--- begin The input ---

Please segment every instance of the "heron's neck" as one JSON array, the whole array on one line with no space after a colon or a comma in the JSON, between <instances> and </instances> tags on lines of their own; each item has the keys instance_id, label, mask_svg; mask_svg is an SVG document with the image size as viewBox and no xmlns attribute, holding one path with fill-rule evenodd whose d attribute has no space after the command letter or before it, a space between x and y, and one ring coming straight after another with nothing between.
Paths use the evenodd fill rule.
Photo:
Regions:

--- end The input ---
--- begin The input ---

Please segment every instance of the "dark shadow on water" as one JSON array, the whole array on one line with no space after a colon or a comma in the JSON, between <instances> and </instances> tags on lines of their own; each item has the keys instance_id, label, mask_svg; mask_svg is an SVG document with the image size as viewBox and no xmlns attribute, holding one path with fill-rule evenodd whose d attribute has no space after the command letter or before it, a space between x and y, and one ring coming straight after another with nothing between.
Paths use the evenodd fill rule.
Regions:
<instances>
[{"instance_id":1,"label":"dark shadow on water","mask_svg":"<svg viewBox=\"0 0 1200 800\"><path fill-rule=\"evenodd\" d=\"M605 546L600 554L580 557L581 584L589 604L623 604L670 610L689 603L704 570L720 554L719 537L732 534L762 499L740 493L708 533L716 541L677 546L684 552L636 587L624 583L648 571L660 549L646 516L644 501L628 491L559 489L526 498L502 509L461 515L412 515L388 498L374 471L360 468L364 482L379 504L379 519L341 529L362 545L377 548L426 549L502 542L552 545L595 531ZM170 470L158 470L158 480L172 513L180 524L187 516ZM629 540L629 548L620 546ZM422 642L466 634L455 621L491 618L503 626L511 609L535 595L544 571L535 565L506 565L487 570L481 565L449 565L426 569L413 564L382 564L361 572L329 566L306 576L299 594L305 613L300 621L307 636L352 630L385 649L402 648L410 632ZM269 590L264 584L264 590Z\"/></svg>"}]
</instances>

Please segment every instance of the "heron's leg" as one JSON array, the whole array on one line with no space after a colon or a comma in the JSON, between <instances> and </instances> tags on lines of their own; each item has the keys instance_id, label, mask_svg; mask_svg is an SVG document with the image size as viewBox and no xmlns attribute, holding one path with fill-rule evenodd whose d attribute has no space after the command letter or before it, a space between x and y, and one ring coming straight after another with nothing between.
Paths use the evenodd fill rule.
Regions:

--- end The input ---

:: Written instruction ::
Which lines in the data above contain the string "attribute"? Extract each of them.

:: Answer for this exercise ::
Please segment every instance of the "heron's neck" as one JSON array, the whole array on one line with no space after a colon or a comma in the JSON, between <instances> and </instances> tags on lines of their own; each item has the keys instance_id, label, mask_svg; mask_svg is an SVG document with the image size as viewBox and no xmlns attribute, holding one path with fill-rule evenodd whose d attribute has no space after the command letter or before it, a space between x and y, and one ring coming straight after another with nothing between.
Please segment every instance of the "dark shadow on water" as one JSON array, the whole array on one line with no space after a colon or a comma in the JSON, between <instances> and </instances> tags on lines of their own; each item has the keys instance_id, label, mask_svg; mask_svg is an SVG document with the image size as viewBox and no xmlns attribute, holding one path with fill-rule evenodd whose d attribute has no space after the command letter or before it, a space between x and y, and one ring coming straight after another with nothing between.
Please segment every instance of the "heron's leg" as one JSON array, the whole array on one line with no space after a colon or a comma in the JSON, between <instances> and </instances> tags on lines of their own; each item has the keys instance_id, label, mask_svg; mask_svg is an SVG document with the image size as viewBox and no xmlns attribute, holding one path with fill-rule evenodd whose d attribute has no space after the command letter or before it, a space between x and y, and one ring coming straight after another with nothing between.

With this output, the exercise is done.